● Extract to read:
^^^^
ON DISCOVERING, AMONG THE BRANCHES, A FOREBEAR ONE MIGHT NOT HAVE CHOSEN

Photo by Jack Sharp on Unsplash
Great-Uncle Samuel? I figured he was a horse thief. Maybe a train robber or a bank bandit — those being favorite jobs for early-20th-century gangsters.
In truth, I wasn’t sure he was actually real. When I was a child Uncle Samuel (not to be confused with the patriotic Sam) was spoken of only rarely and always in whispers. I heard enough of those whispers to be eternally curious; but no one, not my mother, aunts or cousins, would offer details or even confirm his former existence.
In 1954, as a budding reporter for the Richmond (VA) Times Dispatch, I got my mother, then in failing health, to come clean. She told me Samuel was indeed her uncle and “had died in prison,” adding that he had shown up twice in her childhood and she remembered him as a great storyteller. I made brief, unsuccessful attempts to uncover his own story.
Not a pretty story! It seems my great uncle Samuel Hardy (1869–1929) ambushed and murdered his erstwhile friend and neighbor Tiberius Gracchus (Grac) Jones in Nansemond County, VA on October 26,1908, after learning that Grac was planning to prosecute him for selling liquor without a license, among other things. The dying Gracchus is reported to have gasped, “They killed me for telling the truth.”
It took the internet and, more importantly, my committed-genealogist niece Janie in Atlanta to dig up the court records and concurrent reports of Gracchus’ dying words. Otherwise, this little snippet of family history might have been lost forever — which would have suited more than a few members of the clan now living. But for my part, I wanted the Truth.
C’mon. Anybody can have illustrious landowners or famous generals in her past; how many can boast a bona fide n’er-do-well convicted felon?
Samuel’s brother, my gentle-mannered maternal grandfather Porter Hardy, was a Methodist preacher who shepherded small, rural Virginia flocks. He was often paid in eggs or sacks of corn; he fed his family with the help of several chickens, a cow and whatever vegetables they could raise. Nevertheless, he managed to send all six of his children to college in the early years of the twentieth century. My mother, his second child, studied Latin and the classics with her parents and graduated valedictorian of her class in 1915, after two years in an actual schoolroom. The other member of the Class of ’15 was Salutatorian.
The youngest of those six Hardy (in soul and name alike) children, my greatly beloved Uncle Porter, Jr., left the family farm to enter Congress the same year that John F. Kennedy first went to Washington. These tidbits are offered as explanation for the general agreement to keep the family felon as far in the background as humanly possible.
^^^^
● Dataset:
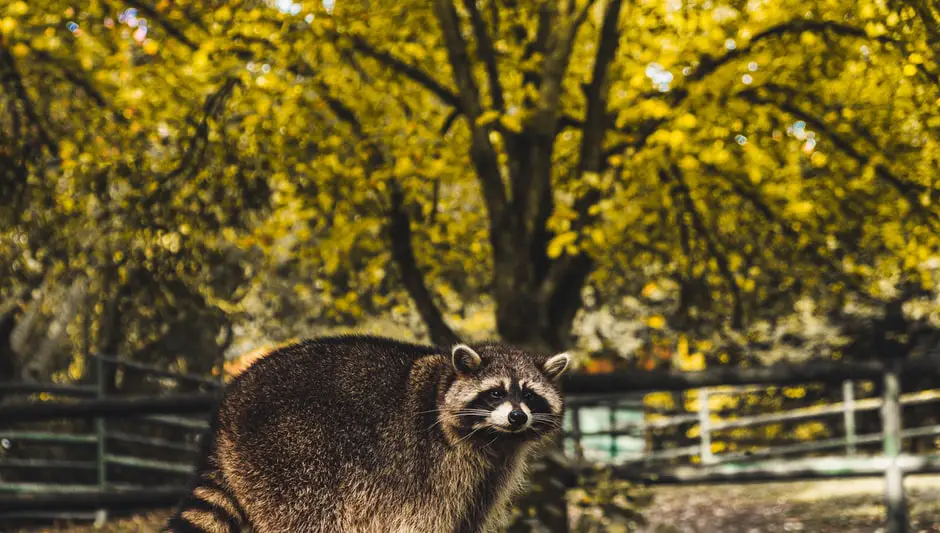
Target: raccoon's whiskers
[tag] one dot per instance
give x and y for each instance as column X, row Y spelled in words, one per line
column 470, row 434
^^^^
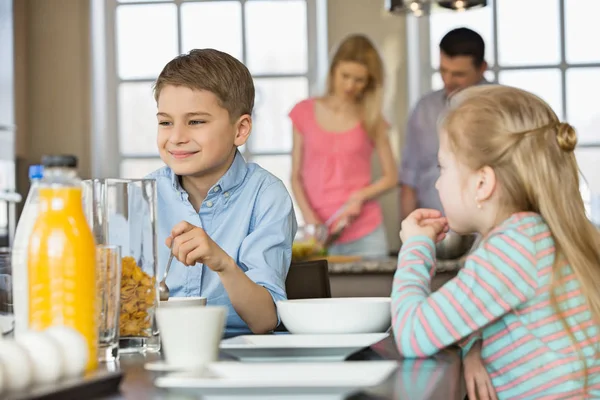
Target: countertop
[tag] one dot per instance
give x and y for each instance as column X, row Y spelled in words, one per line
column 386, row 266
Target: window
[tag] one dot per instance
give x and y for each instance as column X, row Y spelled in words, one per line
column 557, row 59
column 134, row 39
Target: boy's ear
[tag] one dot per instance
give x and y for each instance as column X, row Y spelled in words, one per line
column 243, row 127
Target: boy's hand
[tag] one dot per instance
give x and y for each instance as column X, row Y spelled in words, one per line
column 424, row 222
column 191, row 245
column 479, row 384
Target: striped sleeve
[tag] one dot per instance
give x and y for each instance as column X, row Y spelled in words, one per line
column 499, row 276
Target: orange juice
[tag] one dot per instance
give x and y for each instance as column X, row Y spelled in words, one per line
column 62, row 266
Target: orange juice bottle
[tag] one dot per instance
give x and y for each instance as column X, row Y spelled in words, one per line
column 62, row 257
^^^^
● What is being asked:
Decide whether each statement below agrees with the essay about Great-Uncle Samuel. Answer yes or no for each, and quote the words from the essay that decide it.
1. Samuel Hardy was born in 1869.
2. The narrator's mother graduated as salutatorian of her class in 1915.
3. Porter Hardy was often paid for his preaching in eggs or sacks of corn.

● Result for this exercise:
1. Yes: "Samuel Hardy (1869–1929)"
2. No: "graduated valedictorian of her class in 1915"
3. Yes: "He was often paid in eggs or sacks of corn"